***** Entries *****

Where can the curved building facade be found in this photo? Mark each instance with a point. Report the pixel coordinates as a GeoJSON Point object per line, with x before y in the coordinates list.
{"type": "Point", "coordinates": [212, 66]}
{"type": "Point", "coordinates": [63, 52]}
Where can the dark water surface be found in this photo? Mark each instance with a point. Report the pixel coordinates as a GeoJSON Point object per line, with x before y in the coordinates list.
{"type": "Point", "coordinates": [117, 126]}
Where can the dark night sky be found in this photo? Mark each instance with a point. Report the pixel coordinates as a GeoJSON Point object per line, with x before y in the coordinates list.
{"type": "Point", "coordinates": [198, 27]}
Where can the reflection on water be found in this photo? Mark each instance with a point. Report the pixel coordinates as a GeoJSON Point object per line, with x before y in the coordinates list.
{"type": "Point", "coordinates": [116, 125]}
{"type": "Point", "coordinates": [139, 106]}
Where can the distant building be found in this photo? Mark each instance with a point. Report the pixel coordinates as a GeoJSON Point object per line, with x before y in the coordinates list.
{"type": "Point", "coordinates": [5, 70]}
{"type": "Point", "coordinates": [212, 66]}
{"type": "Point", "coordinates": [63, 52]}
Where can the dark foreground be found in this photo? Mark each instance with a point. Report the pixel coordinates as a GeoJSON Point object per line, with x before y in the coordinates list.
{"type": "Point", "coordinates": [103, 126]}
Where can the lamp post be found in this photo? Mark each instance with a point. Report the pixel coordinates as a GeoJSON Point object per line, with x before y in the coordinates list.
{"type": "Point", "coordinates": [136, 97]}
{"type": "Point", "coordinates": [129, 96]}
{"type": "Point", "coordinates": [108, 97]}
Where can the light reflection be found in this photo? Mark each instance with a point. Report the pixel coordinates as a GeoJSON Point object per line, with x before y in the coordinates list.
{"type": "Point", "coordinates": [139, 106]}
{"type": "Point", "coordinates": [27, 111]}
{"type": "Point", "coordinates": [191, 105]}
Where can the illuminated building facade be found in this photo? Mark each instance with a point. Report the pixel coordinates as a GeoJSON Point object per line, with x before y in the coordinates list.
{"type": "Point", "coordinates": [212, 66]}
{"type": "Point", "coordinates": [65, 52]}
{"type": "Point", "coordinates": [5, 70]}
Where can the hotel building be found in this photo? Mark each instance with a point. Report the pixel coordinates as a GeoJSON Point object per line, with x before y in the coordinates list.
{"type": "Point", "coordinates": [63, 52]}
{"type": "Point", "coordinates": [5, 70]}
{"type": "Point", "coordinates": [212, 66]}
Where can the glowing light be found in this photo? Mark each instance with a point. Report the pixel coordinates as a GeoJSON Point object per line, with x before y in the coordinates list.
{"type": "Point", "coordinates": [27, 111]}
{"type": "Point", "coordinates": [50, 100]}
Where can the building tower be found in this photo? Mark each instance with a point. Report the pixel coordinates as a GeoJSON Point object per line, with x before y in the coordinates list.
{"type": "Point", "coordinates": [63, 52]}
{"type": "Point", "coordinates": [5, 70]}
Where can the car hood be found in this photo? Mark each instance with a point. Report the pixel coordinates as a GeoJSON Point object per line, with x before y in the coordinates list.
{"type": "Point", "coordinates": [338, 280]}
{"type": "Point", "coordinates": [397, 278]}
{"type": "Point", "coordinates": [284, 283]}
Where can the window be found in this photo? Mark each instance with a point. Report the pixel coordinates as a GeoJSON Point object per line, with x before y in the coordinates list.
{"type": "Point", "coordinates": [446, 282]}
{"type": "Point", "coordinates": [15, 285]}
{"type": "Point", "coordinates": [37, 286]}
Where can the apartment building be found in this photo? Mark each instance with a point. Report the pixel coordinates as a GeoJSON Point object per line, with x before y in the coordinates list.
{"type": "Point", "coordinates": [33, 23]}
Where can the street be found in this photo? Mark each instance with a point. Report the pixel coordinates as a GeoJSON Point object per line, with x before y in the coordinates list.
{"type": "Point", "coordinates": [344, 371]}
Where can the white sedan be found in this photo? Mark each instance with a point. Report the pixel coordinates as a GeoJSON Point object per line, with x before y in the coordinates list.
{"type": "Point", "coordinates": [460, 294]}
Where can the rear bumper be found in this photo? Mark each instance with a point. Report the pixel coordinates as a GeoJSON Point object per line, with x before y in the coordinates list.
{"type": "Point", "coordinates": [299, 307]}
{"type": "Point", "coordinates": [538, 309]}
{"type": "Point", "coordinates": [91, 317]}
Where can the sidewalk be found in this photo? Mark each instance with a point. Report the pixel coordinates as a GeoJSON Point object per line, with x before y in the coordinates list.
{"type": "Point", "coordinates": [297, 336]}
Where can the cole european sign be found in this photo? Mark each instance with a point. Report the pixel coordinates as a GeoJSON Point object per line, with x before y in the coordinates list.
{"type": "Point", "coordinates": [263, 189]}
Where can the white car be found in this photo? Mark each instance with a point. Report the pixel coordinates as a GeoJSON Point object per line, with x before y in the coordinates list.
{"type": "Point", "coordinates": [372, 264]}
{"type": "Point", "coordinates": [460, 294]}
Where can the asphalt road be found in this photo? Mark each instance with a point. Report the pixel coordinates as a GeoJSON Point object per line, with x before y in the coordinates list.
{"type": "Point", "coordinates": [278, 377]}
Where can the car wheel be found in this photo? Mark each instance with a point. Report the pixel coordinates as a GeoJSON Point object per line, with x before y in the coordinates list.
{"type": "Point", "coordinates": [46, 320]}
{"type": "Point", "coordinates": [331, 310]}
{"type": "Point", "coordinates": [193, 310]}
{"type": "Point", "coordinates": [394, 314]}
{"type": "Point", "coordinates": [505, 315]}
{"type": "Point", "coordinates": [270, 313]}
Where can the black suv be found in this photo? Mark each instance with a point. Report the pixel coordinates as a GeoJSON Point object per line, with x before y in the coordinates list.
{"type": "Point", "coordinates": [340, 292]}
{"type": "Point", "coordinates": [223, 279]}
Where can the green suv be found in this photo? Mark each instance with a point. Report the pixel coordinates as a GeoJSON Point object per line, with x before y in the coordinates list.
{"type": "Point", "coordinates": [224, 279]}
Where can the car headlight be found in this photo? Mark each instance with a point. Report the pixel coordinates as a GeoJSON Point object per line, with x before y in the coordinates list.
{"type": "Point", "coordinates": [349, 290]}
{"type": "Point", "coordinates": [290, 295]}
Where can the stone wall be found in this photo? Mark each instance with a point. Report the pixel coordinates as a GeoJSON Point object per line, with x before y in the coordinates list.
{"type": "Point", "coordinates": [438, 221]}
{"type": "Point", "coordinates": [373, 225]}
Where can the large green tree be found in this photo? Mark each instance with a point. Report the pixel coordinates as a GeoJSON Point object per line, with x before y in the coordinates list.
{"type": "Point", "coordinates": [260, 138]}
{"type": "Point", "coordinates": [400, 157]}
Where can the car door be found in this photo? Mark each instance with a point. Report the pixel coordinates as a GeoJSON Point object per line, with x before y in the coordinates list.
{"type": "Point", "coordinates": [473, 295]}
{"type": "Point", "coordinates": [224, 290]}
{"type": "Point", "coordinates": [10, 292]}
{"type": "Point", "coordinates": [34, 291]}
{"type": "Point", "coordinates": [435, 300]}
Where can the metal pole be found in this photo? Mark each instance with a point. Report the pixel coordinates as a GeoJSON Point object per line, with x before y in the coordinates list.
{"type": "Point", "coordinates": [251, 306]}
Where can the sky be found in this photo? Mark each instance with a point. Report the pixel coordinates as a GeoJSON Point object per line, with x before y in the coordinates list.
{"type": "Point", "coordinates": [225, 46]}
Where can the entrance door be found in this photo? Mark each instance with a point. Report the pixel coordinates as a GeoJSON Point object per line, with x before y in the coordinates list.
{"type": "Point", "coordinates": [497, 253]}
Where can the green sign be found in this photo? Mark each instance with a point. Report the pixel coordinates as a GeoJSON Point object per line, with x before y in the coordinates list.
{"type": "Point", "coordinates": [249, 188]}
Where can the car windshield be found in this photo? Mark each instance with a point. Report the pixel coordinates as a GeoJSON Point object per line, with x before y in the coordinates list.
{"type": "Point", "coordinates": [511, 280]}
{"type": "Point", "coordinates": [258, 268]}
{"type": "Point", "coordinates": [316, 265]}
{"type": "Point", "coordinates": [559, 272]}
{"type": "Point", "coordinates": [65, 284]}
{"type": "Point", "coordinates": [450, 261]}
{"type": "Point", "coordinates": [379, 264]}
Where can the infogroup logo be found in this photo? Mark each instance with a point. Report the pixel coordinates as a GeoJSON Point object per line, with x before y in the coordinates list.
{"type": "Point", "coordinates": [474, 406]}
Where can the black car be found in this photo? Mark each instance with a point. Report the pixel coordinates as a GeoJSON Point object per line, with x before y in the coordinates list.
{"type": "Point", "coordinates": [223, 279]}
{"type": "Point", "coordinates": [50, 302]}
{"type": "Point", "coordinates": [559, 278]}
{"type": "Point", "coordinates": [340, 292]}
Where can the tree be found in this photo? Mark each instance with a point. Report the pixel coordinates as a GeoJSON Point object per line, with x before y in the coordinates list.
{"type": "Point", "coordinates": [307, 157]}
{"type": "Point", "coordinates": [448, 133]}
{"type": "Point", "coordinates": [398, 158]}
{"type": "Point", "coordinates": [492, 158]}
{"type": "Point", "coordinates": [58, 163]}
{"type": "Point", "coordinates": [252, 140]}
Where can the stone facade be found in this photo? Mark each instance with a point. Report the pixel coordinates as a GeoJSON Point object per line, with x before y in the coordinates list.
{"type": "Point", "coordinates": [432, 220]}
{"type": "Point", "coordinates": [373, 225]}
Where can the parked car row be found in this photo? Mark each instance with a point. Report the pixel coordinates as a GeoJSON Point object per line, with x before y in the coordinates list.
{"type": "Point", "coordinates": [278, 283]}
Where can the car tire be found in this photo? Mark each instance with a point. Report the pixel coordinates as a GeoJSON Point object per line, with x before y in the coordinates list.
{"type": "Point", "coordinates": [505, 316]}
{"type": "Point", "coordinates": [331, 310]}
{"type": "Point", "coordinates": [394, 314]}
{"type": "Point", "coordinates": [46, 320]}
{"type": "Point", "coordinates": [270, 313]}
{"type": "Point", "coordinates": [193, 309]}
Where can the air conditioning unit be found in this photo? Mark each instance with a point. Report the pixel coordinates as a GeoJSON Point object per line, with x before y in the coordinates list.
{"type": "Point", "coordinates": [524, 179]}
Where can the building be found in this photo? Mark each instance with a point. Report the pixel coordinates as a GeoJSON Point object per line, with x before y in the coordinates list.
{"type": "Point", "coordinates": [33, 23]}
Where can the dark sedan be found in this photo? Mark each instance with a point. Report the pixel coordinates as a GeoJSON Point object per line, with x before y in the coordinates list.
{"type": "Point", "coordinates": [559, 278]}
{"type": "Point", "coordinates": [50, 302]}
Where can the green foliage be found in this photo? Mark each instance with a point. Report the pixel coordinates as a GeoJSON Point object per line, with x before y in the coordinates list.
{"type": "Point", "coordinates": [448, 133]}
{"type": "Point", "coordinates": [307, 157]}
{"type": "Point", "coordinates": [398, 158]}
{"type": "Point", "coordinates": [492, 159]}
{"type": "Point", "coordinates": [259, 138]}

*****

Your task is to return, exactly and on their own, the lines from the one containing "Where can the building be" through the last line of the listing.

- **Reply**:
Where can the building be found in this photo? Mark each instance with a point. Report the pixel coordinates as a GeoJSON Point object per line, with x before y in the coordinates list.
{"type": "Point", "coordinates": [33, 23]}
Where can the dark sedan be found in this photo? Mark each instance with a point. Report the pixel coordinates as a GeoJSON Point object per line, with x before y in the coordinates list.
{"type": "Point", "coordinates": [559, 278]}
{"type": "Point", "coordinates": [50, 302]}
Where can the green foliage be found in this photo? Mark each instance with a point. Report the pixel coordinates as a GeoJSON Point object per line, with x before y in the coordinates list.
{"type": "Point", "coordinates": [448, 133]}
{"type": "Point", "coordinates": [307, 157]}
{"type": "Point", "coordinates": [398, 158]}
{"type": "Point", "coordinates": [492, 159]}
{"type": "Point", "coordinates": [259, 138]}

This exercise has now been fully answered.